_Passage for review_
What to watch for in Q2 US bank earnings
Banks enjoyed a good Q1 earnings season, but this time around the picture is more mixed. On a technical view too, the rally in bank shares is facing its most severe challenge so far this year.
US banks are set to report earnings in just under a week, taking their traditional place at the front of the parade of corporate numbers known as ‘earnings season’.
This time there will be several factors to watch out for, as investors attempt to work out whether the massive rally in bank stocks since the US presidential election has further to go.
Has growth peaked for now?
US growth has come storming back since the pandemic, but as the recovery begins to mature we might well see the recent stellar run in gross domestic product (GDP) figures begin to ease back. In part this is to be expected, but it will perhaps call into question some of the rosy assumptions made about growth and earnings.
The first quarter (Q1) was very good for US banks, which means the quarter-on-quarter comparisons may be quite tough. Plus, with the quiet summer now in full swing, investors might be unwilling to put further funds to work in the sector for the time being.
While earnings growth might slow, dividends and buybacks are likely to rise. Bad loan loss provisions are being reduced, freeing up cash, and most importantly the Federal Reserve (Fed) has released the handcuffs on dividends and buybacks it imposed at the height of the pandemic.
Even if earnings growth is tapering off, the overall trend should see more cash from earnings and more of that going to shareholders’ pockets via dividends, and higher prices through share buybacks.
Will investment banking activity ease off?
After the excitement of 2020, when trading revenues ballooned, things are expected to calm down. Markets have been relatively quiet, and the VIX continues its decline overall.
Indices have also been calm, with the S&P 500 yet to see a decline of much more than 5% in 2021. At least deal-making revenues will compensate to a degree, as companies look to go back to mergers and acquisitions (M&A) now that the future is more predictable.
What to expect from earnings – technical analysis
JPMorgan’s shares have eased back from the highs seen in June.

_Tasks to perform_
**a.** Swap "rally" for "surge" and write out the part of the bank earnings article starting at "What to watch" and ending at "further to go.".
**b.** Answer these from the bank earnings article:
(i) On what two things had the Federal Reserve imposed the handcuffs it has now released?
(ii) What size of decline has the S&P 500 not yet seen in 2021?
(iii) In which month did JPMorgan's shares reach the highs they have eased back from?
These lines have no connection to the article on US bank earnings.

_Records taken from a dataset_
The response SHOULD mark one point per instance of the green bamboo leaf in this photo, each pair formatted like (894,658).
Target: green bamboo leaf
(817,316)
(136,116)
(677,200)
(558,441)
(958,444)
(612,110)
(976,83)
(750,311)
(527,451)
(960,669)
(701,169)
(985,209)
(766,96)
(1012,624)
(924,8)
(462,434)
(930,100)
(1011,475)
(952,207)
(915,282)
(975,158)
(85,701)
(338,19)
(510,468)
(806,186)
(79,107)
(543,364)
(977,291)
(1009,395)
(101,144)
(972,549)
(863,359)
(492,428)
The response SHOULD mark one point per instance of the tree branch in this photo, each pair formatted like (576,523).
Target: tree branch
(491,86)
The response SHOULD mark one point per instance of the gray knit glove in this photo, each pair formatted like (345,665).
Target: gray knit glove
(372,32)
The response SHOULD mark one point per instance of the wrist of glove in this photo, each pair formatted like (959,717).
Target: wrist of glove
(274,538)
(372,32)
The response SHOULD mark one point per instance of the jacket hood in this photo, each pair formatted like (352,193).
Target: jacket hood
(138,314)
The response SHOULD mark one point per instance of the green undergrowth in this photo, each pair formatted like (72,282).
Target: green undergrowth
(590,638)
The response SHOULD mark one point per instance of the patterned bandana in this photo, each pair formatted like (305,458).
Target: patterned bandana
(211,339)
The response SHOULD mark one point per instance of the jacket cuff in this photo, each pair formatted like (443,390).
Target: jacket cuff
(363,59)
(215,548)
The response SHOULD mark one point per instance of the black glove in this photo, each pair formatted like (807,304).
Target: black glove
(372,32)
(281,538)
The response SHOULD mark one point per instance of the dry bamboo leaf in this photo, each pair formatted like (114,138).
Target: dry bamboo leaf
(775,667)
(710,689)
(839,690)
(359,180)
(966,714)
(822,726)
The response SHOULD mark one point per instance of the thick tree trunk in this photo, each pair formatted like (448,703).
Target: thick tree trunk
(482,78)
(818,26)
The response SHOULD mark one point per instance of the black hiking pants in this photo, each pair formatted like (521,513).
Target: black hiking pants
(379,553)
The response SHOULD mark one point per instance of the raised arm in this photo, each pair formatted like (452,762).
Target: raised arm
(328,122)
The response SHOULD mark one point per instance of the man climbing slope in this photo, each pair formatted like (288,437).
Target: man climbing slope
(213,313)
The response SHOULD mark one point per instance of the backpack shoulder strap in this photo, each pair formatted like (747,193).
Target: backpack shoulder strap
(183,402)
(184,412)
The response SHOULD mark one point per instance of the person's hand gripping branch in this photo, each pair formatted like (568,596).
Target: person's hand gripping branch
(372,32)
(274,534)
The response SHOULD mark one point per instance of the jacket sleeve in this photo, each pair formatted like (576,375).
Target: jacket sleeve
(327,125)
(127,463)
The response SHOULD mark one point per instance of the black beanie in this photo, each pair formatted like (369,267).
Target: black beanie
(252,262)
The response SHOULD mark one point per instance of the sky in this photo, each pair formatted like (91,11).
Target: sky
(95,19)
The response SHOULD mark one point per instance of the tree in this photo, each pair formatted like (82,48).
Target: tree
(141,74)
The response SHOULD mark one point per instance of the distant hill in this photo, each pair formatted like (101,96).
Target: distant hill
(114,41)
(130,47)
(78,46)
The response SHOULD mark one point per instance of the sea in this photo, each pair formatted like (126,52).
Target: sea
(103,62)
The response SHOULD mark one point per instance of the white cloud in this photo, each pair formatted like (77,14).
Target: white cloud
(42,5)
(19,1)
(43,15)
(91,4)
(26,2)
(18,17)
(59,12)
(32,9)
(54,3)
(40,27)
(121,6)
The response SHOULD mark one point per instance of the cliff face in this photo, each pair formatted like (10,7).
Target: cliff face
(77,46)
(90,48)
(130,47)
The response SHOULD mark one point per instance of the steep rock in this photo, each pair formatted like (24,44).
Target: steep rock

_Answers by item number_
**a.**
What to watch for in Q2 US bank earnings
Banks enjoyed a good Q1 earnings season, but this time around the picture is more mixed. On a technical view too, the surge in bank shares is facing its most severe challenge so far this year.
US banks are set to report earnings in just under a week, taking their traditional place at the front of the parade of corporate numbers known as ‘earnings season’.
This time there will be several factors to watch out for, as investors attempt to work out whether the massive surge in bank stocks since the US presidential election has further to go.

**b.**
(i) Dividends and buybacks
(ii) A decline of much more than 5%
(iii) June